## PASSAGE FOR REVIEW
Another violent attack on an Asian-American was caught on camera in New York City on Monday. Video shows a man walk up to an Asian-American woman and sucker-punch her in broad daylight in the city’s Chinatown neighborhood.
The suspect has been arrested and charged with assault as a hate crime and other counts, CBS New York reports.
Investigators say the suspect, Alexander Wright, was found with what looks like the drug K2. They believe the 48-year-old lives in a homeless shelter.
Video of the incident shows the suspect walking up to the 55-year-old woman and punching her so hard she falls to the ground. Assemblywoman Yuh-Line Niou told CBS New York she was relieved to see some people rushed to the woman’s aid.
“My first thought was definitely wondering whether or not she was OK,” Niou said.
Niou said while the assault was horrifying, it is important to see the growing number of attacks against Asian Americans in New York City. Crimes against Asians are up 353% since last year. There have been 86 total incidents in New York this year, compared to 19 last year, CBS New York reports.
This was just sent to me from my constituent. This just happened in my district in Chinatown. He has been arrested and our precinct is investigating. pic.twitter.com/sxNfCbrlza
“I cannot understand why people can’t just see that we are also human,” Niou said.
“When people hurt us, that causes permanent trauma. And that our communities are just as worthy to be able to live and work and be,” she added.
The incident is being investigated by the NYPD Hate Crimes Task Force. The victim was treated at a nearby hospital. She is expected to be OK.
The NYPD’s Asian Hate Crime Task Force, which launched late last year, is using outreach to combat the rising number of Asian American hate crimes and incidents in all five of the city’s boroughs, according to commander Tommy Ng. Anti-Asian attacks in the city, however, are “absolutely not new.” More cases are being reported due in part to social media and newer generations, he said.

## TASK INSTRUCTIONS
- a) Answer each question from the article on the Chinatown assault:
(i) How old is the woman who was punched?
(ii) How many incidents have there been in New York this year?
(iii) Who is the commander of the NYPD's Asian Hate Crime Task Force?
- b) Reproduce the stretch of the article on the Chinatown assault from "Another violent attack" through "the woman’s aid.".
- c) Decide whether each statement agrees with the article on the Chinatown assault, answering yes or no and quoting the deciding words:
(i) The victim was treated at a nearby hospital.
(ii) The suspect is 55 years old.
(iii) The NYPD's Asian Hate Crime Task Force was launched early this year.
The listing comes from a separate source.

Data excerpts:
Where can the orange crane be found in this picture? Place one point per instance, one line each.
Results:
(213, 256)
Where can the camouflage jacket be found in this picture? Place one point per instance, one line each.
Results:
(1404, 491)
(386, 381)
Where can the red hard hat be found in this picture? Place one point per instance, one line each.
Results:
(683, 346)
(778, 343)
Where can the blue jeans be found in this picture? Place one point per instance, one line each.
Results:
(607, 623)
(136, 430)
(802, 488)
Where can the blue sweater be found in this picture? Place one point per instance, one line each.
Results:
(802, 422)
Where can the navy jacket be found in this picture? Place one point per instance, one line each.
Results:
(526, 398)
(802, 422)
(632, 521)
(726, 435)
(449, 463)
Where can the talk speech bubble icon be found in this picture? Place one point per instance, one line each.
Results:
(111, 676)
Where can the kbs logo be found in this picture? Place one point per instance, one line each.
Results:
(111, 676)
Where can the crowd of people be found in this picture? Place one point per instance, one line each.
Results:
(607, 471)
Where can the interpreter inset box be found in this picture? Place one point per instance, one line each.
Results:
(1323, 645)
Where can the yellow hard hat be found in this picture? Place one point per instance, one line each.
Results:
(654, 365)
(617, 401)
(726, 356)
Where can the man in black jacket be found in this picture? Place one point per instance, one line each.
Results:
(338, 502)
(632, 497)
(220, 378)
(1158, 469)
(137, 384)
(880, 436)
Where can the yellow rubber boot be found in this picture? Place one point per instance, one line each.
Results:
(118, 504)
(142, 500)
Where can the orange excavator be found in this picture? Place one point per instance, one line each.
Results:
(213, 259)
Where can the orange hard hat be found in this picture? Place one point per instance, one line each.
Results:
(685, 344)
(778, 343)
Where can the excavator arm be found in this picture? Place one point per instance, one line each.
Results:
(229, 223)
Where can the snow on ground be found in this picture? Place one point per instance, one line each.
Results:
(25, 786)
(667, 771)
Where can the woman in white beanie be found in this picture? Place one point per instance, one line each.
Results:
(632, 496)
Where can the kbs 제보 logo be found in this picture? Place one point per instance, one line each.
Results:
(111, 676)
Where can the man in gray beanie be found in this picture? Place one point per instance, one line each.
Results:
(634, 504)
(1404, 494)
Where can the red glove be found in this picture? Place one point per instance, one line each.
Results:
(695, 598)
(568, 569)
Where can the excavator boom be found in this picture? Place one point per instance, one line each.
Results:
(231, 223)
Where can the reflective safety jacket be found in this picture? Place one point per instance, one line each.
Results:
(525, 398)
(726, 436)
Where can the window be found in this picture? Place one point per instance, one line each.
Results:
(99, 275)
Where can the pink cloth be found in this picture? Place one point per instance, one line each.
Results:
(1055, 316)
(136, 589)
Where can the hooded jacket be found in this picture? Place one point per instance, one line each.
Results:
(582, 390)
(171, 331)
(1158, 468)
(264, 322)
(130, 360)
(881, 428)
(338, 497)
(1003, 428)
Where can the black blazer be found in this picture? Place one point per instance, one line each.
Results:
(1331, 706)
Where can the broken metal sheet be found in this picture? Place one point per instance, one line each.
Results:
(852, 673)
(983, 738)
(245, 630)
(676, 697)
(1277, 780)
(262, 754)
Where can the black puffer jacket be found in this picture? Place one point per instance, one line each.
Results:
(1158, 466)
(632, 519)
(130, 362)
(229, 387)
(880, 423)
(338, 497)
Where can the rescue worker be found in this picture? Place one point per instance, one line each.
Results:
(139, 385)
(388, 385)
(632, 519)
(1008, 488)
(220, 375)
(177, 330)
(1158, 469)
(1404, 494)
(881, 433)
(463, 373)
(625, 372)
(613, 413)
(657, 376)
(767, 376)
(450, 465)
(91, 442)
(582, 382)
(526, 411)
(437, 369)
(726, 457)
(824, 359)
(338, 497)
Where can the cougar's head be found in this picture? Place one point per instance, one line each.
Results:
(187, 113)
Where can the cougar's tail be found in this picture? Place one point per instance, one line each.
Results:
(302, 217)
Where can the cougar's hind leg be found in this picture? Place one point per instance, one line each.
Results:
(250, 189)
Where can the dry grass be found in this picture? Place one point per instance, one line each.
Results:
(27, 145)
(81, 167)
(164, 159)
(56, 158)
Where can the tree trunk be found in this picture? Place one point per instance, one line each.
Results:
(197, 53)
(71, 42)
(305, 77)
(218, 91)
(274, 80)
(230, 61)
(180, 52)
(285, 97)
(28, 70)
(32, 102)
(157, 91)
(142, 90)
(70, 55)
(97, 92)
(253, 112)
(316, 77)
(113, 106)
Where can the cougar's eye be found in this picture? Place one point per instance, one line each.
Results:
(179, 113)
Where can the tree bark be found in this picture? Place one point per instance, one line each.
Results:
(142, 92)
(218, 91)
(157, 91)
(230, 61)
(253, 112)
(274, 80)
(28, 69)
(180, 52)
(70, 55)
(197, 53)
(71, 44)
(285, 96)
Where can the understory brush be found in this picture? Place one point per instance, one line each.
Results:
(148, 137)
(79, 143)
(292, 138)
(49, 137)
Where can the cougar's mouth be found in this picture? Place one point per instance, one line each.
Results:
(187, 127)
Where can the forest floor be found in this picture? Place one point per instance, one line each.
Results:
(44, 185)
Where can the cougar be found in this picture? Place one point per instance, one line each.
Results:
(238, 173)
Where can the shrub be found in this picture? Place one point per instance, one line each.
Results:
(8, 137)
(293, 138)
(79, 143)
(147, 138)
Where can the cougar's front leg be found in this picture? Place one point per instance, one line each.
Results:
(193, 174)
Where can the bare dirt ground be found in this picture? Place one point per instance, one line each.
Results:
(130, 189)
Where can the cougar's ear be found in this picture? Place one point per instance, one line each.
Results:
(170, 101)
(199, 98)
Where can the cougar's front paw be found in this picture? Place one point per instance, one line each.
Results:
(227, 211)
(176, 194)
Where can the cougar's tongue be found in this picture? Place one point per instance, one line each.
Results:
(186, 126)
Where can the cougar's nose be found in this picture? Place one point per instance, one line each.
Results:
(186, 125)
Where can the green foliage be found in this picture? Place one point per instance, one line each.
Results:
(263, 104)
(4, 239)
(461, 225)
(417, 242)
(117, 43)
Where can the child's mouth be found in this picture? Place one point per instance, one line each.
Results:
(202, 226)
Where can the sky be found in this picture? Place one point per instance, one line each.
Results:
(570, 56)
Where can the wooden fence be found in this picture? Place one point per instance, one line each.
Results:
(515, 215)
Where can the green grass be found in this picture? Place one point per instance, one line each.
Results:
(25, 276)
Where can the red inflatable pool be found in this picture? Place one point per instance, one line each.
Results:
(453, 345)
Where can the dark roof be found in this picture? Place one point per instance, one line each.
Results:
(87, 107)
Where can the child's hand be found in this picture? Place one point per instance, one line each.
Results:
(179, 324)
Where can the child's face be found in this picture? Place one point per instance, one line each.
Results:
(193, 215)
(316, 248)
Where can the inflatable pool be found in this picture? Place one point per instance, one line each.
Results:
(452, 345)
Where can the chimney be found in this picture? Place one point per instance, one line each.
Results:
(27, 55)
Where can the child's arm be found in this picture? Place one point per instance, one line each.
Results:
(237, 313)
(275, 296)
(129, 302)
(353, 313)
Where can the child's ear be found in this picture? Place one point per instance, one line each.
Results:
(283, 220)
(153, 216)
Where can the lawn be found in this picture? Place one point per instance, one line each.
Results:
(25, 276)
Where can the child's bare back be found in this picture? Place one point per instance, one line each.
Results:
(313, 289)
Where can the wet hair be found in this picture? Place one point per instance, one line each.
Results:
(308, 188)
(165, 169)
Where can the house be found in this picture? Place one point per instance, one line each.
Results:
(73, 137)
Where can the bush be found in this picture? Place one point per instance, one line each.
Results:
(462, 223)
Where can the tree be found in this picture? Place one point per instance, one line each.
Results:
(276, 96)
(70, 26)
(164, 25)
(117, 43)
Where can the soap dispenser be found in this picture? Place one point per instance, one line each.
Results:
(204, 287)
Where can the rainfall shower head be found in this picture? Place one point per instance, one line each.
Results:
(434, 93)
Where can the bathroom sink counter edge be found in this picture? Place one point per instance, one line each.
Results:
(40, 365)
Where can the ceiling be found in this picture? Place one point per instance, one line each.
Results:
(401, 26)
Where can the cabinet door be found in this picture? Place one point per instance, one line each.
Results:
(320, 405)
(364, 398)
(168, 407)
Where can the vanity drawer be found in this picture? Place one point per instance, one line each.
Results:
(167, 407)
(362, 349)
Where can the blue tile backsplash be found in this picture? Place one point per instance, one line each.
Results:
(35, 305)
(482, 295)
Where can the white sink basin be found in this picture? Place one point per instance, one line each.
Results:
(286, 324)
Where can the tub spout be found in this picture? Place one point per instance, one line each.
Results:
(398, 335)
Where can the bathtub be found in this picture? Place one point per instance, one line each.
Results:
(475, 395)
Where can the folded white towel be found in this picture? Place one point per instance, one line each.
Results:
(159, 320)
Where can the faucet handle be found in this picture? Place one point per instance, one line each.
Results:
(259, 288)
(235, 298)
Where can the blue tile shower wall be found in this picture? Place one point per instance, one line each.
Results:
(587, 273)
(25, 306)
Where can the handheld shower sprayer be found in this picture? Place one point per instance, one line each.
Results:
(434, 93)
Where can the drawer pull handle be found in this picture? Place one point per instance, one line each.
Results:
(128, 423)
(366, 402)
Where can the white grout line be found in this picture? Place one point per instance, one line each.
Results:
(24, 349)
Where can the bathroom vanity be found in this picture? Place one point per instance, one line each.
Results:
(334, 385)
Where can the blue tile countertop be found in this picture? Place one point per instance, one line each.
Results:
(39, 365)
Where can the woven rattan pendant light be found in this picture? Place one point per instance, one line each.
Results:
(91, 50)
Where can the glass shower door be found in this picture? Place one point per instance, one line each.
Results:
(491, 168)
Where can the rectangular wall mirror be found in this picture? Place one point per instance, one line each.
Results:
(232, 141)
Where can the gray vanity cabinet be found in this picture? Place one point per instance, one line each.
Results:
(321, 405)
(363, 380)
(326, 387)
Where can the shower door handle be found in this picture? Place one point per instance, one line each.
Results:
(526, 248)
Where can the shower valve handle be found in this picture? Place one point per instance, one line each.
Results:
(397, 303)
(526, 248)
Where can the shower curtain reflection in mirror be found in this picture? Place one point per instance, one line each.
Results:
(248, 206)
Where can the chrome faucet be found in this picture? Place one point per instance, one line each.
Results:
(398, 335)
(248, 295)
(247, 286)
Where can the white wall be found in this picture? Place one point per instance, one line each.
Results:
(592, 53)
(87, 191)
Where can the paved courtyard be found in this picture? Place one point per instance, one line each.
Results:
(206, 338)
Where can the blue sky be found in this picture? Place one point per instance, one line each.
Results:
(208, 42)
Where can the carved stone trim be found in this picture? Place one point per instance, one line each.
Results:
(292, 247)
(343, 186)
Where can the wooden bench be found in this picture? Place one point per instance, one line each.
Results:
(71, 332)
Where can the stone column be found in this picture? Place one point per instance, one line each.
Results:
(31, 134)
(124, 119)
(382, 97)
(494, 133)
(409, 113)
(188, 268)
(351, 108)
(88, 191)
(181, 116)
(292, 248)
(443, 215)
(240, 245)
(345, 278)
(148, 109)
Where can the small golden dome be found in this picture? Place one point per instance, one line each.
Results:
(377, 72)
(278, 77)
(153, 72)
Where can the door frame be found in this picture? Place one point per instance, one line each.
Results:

## ANSWERS TO EACH TASK
- a)
(i) 55 years old
(ii) 86
(iii) Tommy Ng

- b)
Another violent attack on an Asian-American was caught on camera in New York City on Monday. Video shows a man walk up to an Asian-American woman and sucker-punch her in broad daylight in the city’s Chinatown neighborhood.
The suspect has been arrested and charged with assault as a hate crime and other counts, CBS New York reports.
Investigators say the suspect, Alexander Wright, was found with what looks like the drug K2. They believe the 48-year-old lives in a homeless shelter.
Video of the incident shows the suspect walking up to the 55-year-old woman and punching her so hard she falls to the ground. Assemblywoman Yuh-Line Niou told CBS New York she was relieved to see some people rushed to the woman’s aid.

- c)
(i) Yes: "The victim was treated at a nearby hospital."
(ii) No: "They believe the 48-year-old lives in a homeless shelter."
(iii) No: "which launched late last year"